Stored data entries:

* Begin *

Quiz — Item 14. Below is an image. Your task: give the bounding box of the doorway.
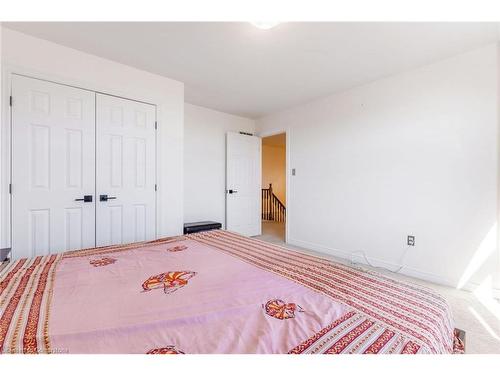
[261,133,287,244]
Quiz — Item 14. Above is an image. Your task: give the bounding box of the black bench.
[184,221,222,234]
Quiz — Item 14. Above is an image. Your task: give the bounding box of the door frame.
[257,128,291,243]
[224,131,262,236]
[0,67,158,258]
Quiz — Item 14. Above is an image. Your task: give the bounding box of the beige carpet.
[256,222,500,354]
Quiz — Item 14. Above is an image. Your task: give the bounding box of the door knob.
[75,195,92,202]
[99,194,116,202]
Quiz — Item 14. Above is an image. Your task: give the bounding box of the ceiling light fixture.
[250,22,279,30]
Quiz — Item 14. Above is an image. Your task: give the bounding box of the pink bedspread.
[0,231,453,354]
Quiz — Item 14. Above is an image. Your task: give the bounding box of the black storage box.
[184,221,222,234]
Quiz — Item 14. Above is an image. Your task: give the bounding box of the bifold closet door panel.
[11,75,95,258]
[96,94,156,246]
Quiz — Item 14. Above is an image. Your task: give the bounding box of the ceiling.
[3,22,499,118]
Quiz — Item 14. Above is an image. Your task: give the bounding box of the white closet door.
[96,94,156,246]
[12,75,95,258]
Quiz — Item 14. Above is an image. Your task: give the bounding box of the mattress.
[0,230,454,354]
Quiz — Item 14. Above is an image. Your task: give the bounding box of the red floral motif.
[167,245,187,253]
[89,257,116,267]
[263,299,304,320]
[142,271,196,294]
[146,345,185,354]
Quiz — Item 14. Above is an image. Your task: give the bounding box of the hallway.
[257,220,285,245]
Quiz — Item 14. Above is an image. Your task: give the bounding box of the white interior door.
[226,133,262,236]
[12,75,95,258]
[96,94,156,246]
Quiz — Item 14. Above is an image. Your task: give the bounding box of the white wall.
[262,142,286,204]
[257,45,499,285]
[0,27,184,250]
[184,103,255,225]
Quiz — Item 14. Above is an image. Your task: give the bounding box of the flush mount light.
[250,22,279,30]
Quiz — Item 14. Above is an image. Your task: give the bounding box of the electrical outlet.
[406,235,415,246]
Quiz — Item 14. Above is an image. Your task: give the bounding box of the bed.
[0,230,457,354]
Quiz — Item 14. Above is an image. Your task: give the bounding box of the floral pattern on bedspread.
[142,271,196,294]
[187,230,454,353]
[263,299,304,320]
[146,345,185,354]
[89,257,116,267]
[0,230,463,354]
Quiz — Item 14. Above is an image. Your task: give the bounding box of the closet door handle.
[75,195,92,202]
[99,194,116,202]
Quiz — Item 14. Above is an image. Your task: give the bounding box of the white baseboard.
[288,239,458,292]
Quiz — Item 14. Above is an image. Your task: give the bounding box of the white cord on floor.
[351,246,410,273]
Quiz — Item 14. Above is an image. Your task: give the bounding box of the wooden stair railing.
[262,184,286,222]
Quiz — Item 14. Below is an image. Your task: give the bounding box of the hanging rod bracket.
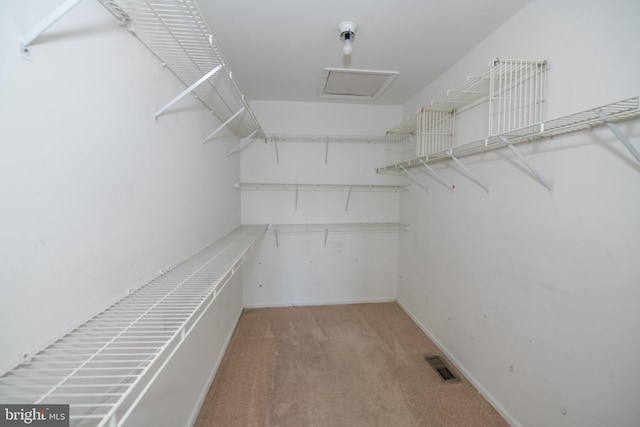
[202,107,245,144]
[500,135,553,191]
[344,187,353,212]
[418,159,453,193]
[596,110,640,163]
[399,165,429,194]
[18,0,82,59]
[156,64,222,120]
[447,150,489,193]
[227,129,258,157]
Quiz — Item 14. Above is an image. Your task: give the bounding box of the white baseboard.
[396,301,522,427]
[244,298,396,309]
[187,308,243,427]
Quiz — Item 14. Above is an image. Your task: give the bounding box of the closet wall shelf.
[269,222,411,247]
[265,134,388,144]
[0,225,267,427]
[236,182,409,192]
[377,96,640,173]
[19,0,264,140]
[235,182,410,211]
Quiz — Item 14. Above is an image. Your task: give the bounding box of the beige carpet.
[196,303,507,427]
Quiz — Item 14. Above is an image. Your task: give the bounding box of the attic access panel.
[318,67,400,101]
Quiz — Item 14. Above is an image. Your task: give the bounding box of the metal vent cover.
[424,356,460,383]
[318,67,400,101]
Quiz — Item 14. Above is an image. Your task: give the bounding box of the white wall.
[0,0,241,425]
[398,0,640,426]
[123,272,245,427]
[241,101,401,307]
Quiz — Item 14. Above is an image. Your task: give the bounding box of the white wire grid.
[99,0,264,138]
[378,96,640,172]
[489,59,548,136]
[0,226,267,427]
[271,222,409,233]
[418,108,456,160]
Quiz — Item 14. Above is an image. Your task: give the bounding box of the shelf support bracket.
[324,137,329,166]
[156,65,222,120]
[399,165,429,194]
[344,187,353,212]
[596,110,640,163]
[19,0,82,58]
[500,135,553,191]
[227,129,258,157]
[448,150,489,193]
[418,159,453,193]
[202,107,245,144]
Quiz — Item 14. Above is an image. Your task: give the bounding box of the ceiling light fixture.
[338,21,357,55]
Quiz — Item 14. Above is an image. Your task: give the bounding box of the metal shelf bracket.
[418,159,453,193]
[400,165,429,194]
[500,135,553,191]
[596,110,640,163]
[324,137,329,166]
[18,0,82,59]
[448,150,489,193]
[202,107,245,144]
[344,187,353,212]
[227,129,258,157]
[156,65,222,120]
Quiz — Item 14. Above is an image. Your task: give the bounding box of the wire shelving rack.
[19,0,265,144]
[0,225,267,427]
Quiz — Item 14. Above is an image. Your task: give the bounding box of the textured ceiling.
[198,0,530,105]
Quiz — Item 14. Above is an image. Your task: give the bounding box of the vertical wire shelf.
[0,225,267,427]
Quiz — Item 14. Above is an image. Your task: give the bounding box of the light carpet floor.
[196,303,508,427]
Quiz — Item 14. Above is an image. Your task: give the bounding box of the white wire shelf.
[266,134,388,144]
[269,222,409,234]
[377,97,640,172]
[269,222,410,248]
[236,182,408,193]
[0,225,267,427]
[99,0,264,138]
[386,58,548,164]
[430,58,548,120]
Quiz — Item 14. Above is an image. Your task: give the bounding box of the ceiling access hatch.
[318,68,400,101]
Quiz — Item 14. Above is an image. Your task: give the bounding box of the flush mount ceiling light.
[338,21,357,55]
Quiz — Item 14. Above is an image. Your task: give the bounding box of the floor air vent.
[424,356,460,382]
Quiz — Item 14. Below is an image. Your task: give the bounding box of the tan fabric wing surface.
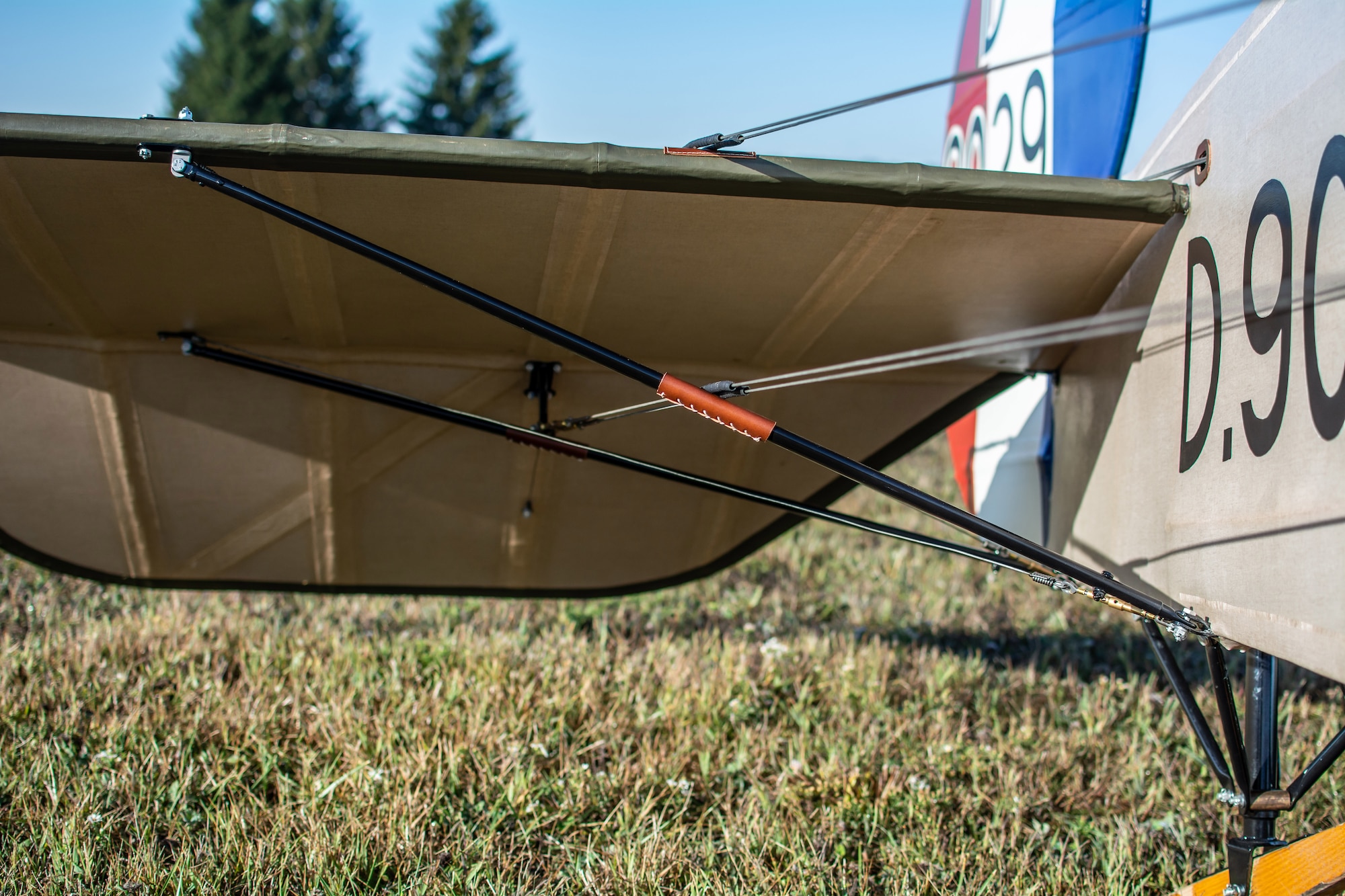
[0,116,1182,594]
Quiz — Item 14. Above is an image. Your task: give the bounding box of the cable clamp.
[682,133,756,155]
[1028,573,1079,595]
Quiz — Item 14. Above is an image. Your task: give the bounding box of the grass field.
[0,437,1345,896]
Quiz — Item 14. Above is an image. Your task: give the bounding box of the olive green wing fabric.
[0,114,1185,595]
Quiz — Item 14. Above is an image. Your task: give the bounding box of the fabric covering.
[0,114,1185,595]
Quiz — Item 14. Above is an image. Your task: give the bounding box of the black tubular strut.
[1141,619,1233,791]
[172,156,1208,626]
[1205,638,1251,799]
[171,332,1029,573]
[1286,728,1345,805]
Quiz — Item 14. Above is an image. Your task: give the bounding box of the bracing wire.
[686,0,1260,149]
[554,280,1345,429]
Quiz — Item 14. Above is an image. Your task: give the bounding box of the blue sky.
[0,0,1248,167]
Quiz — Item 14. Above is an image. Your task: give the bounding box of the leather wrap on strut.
[658,374,775,441]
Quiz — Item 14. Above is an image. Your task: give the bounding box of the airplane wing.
[0,114,1185,596]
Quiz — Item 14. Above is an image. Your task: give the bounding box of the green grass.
[0,438,1345,896]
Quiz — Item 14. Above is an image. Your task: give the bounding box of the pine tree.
[276,0,387,130]
[168,0,387,130]
[168,0,293,124]
[402,0,525,137]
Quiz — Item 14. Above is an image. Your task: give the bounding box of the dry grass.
[0,440,1345,895]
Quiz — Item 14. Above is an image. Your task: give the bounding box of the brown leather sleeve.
[659,374,775,441]
[504,429,588,460]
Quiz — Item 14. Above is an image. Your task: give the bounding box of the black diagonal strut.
[168,332,1033,575]
[163,153,1208,634]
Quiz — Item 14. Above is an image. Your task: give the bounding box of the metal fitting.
[168,149,191,177]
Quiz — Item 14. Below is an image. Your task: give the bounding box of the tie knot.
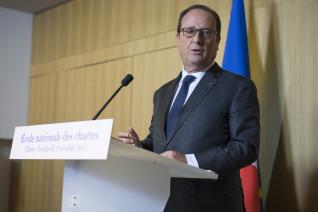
[182,75,195,85]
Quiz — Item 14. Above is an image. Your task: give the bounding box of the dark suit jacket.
[142,63,260,212]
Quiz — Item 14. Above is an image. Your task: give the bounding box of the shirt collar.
[180,61,215,82]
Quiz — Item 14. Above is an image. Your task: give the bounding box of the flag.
[222,0,262,212]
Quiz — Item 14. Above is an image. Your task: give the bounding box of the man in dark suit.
[119,5,260,212]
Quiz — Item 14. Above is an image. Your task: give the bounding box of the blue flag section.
[222,0,250,78]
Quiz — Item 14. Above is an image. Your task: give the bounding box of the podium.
[62,138,217,212]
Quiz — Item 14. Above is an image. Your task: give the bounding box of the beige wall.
[11,0,318,212]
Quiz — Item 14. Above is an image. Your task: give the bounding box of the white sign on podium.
[10,119,113,160]
[10,120,218,212]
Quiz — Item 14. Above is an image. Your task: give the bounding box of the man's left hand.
[160,150,187,163]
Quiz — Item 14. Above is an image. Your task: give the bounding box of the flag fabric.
[222,0,262,212]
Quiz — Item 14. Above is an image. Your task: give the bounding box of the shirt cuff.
[185,154,199,168]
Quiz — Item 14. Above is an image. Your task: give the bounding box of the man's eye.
[202,30,210,36]
[186,29,195,34]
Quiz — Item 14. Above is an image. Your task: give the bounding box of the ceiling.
[0,0,70,13]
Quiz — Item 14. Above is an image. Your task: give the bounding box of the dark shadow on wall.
[252,4,299,212]
[265,119,300,212]
[248,3,285,207]
[304,169,318,212]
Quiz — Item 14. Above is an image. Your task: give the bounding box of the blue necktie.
[166,75,195,138]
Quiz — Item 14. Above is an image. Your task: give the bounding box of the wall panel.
[56,58,132,135]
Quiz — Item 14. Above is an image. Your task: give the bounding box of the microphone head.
[121,74,134,86]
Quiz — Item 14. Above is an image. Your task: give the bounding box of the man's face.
[177,9,220,72]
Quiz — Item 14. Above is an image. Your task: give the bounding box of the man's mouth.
[191,49,203,54]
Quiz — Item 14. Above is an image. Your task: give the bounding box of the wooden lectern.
[62,138,217,212]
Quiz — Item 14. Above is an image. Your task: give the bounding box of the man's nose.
[192,31,204,44]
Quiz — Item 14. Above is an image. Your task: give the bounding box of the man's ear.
[216,36,221,50]
[176,32,180,39]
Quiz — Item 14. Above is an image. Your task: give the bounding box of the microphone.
[92,74,134,120]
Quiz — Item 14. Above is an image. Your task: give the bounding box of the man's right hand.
[118,127,141,147]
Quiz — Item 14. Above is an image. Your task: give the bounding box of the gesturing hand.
[160,150,187,163]
[118,127,141,147]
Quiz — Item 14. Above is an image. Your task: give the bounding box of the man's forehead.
[181,8,216,26]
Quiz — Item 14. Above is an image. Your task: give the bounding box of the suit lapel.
[165,63,221,146]
[158,73,182,143]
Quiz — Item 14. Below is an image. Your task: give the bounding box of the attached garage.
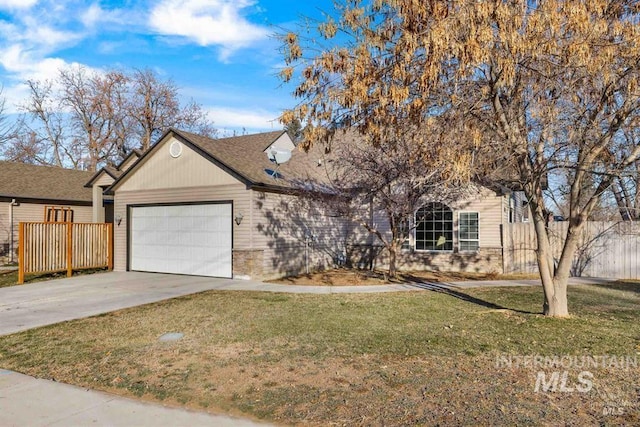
[127,202,233,278]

* End *

The request: Return each line above that contains the word "bracket".

Output for this task:
Quiz — Item 14. Below is an image. Your task: give the bounding box of the hanging rod bracket.
Quiz — Item 14. Above is an image. Your task: give the bounding box of the shelf support bracket.
Quiz — Item 14. Above is an image. Your task: give the bounding box of the metal shelf bracket.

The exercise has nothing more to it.